• [Consigne]
Recopiez mot pour mot, dans le passage fourni, tout ce qui va de « Mais le sens » jusqu'à « leur souveraineté légitime. ».

• [Passage fourni]
────────────────────────────────────────
Un livre oublié par beaucoup, et souvent mal compris par d’autres, en particulier par ceux qui n’en ont lu que le titre.

Alain de Benoist : Europe, Tiers monde, même combat

Sous différentes formes (éditoriaux, articles, livres), Alain de Benoist est un auteur prolifique ; ses publications décryptent l’actualité sociale et politique – c’est même précisément l’objectif de certaines d’entre elles – en proposant une critique propre à leur auteur, cohérente depuis plusieurs décennies et particulièrement originale parmi les idées d’aujourd’hui. Pour autant, au-delà des mises à jour qui accompagnent le mouvement du monde, il n’est pas inutile de revenir parfois sur des écrits plus anciens. C’est ce que nous proposons ici avec Europe, Tiers monde, même combat, publié en 1986 dans la collection « Franc-Parler » des éditions Robert Laffont. Un livre oublié par beaucoup, et souvent mal compris par d’autres, en particulier par ceux qui n’en ont lu que le titre.

Une partie du livre appartient désormais à l’histoire. Elle nous plonge dans un débat qui nous est devenu presque inconnu aujourd’hui : celui de l’économie de la colonisation, et surtout des idéologies qui l’ont soutenue ou qui l’ont combattue, depuis son origine au XIXe siècle jusque dans la gauche des années 1970, avec comme prolongement la naissance du « tiers-mondisme ». Alain de Benoist l’analyse essentiellement sous le prisme du nationalisme, en rappelant d’une part qu’il existait à cette époque en Europe occidentale deux formes de nationalismes, l’un de type « revanchard » centré sur le continent, l’autre de type « impérial » tourné vers l’expansion. Il souligne d’autre part un paradoxe majeur qui résonne encore actuellement dans les discours « indigénistes » avec un glissement du nationalisme vers le racisme : la décolonisation a été un phénomène essentiellement nationaliste appuyé en Occident par ses adversaires les plus farouches.

Mais le sens de l’ouvrage ne se résume pas à cette simple lecture de l’histoire. Il l’utilise, en réalité, pour poser l’idée qu’après avoir inventé, puis critiqué le colonialisme, l’Europe a à son tour adopté une mentalité de colonisé. Rappelons qu’au milieu des années 1980, la guerre froide est particulièrement vigoureuse, et que l’avenir de l’Europe s’inscrit dans une alternative bipolaire imposée par une nouvelle forme d’aliénation coloniale : l’Est (soviétisme) qui emprisonne et prive des libertés individuelles, ou l’Ouest (libéralisme) qui désagrège les sociétés organiques en dépersonnalisant les peuples. Dans ce contexte, l’idée que l’Europe et le Tiers monde peuvent s’unir dans un même combat vers l’autonomie ne signifie pas qu’ils sont une seule et même chose, mais simplement qu’ils se retrouvent tous deux dépossédés de leur souveraineté légitime.
────────────────────────────────────────
• [Extrait de données]
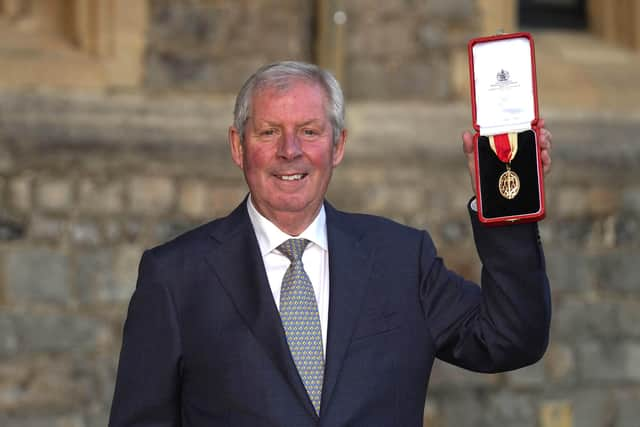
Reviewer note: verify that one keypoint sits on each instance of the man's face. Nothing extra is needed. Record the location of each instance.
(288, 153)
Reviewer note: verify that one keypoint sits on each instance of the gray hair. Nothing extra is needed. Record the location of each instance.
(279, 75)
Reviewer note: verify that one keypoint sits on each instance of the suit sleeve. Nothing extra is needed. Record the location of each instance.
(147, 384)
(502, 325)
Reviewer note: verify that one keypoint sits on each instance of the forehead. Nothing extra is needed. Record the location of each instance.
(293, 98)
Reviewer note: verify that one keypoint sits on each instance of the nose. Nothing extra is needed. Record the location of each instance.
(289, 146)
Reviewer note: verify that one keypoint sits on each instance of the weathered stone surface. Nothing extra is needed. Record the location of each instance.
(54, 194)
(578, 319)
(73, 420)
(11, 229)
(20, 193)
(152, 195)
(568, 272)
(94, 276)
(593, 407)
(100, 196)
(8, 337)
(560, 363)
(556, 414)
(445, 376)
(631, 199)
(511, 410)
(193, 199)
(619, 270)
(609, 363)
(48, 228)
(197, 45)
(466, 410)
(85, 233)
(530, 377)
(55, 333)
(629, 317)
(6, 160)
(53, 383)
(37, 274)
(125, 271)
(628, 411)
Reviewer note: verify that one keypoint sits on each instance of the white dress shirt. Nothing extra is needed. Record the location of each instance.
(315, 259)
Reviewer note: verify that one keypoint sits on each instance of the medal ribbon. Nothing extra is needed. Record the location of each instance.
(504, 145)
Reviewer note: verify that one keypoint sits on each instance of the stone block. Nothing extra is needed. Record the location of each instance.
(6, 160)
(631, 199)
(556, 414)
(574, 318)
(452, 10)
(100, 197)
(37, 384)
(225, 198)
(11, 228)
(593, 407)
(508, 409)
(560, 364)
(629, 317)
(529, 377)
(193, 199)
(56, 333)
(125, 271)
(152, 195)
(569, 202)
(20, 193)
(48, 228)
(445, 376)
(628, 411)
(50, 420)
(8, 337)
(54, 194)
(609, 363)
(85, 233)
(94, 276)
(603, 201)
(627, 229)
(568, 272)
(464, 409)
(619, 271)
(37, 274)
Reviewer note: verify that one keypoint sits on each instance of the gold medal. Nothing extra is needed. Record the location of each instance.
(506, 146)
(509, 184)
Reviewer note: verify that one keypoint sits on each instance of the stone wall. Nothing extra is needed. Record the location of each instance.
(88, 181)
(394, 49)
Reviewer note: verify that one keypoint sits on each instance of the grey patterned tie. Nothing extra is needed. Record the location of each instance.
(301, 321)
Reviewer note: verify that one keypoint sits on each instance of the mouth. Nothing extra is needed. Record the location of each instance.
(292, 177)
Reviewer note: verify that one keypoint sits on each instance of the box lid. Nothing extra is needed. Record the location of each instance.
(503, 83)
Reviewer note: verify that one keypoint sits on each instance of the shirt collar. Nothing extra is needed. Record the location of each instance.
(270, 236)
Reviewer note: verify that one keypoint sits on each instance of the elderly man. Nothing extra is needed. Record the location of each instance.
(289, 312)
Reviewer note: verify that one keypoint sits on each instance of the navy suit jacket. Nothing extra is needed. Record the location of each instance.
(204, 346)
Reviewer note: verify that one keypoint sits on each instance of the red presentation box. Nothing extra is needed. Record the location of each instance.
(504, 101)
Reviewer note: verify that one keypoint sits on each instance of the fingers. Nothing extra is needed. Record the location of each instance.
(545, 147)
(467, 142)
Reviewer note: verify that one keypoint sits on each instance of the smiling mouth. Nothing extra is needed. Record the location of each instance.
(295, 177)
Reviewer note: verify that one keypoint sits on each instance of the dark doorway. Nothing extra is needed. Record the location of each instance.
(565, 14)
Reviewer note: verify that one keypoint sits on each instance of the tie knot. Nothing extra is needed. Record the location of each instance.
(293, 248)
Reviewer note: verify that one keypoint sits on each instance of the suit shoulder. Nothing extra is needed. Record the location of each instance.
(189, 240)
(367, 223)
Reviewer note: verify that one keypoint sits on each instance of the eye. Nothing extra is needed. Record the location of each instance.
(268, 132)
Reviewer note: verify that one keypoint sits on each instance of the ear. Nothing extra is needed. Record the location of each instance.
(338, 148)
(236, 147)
────────────────────────────────────────
• [Réponse]
Mais le sens de l’ouvrage ne se résume pas à cette simple lecture de l’histoire. Il l’utilise, en réalité, pour poser l’idée qu’après avoir inventé, puis critiqué le colonialisme, l’Europe a à son tour adopté une mentalité de colonisé. Rappelons qu’au milieu des années 1980, la guerre froide est particulièrement vigoureuse, et que l’avenir de l’Europe s’inscrit dans une alternative bipolaire imposée par une nouvelle forme d’aliénation coloniale : l’Est (soviétisme) qui emprisonne et prive des libertés individuelles, ou l’Ouest (libéralisme) qui désagrège les sociétés organiques en dépersonnalisant les peuples. Dans ce contexte, l’idée que l’Europe et le Tiers monde peuvent s’unir dans un même combat vers l’autonomie ne signifie pas qu’ils sont une seule et même chose, mais simplement qu’ils se retrouvent tous deux dépossédés de leur souveraineté légitime.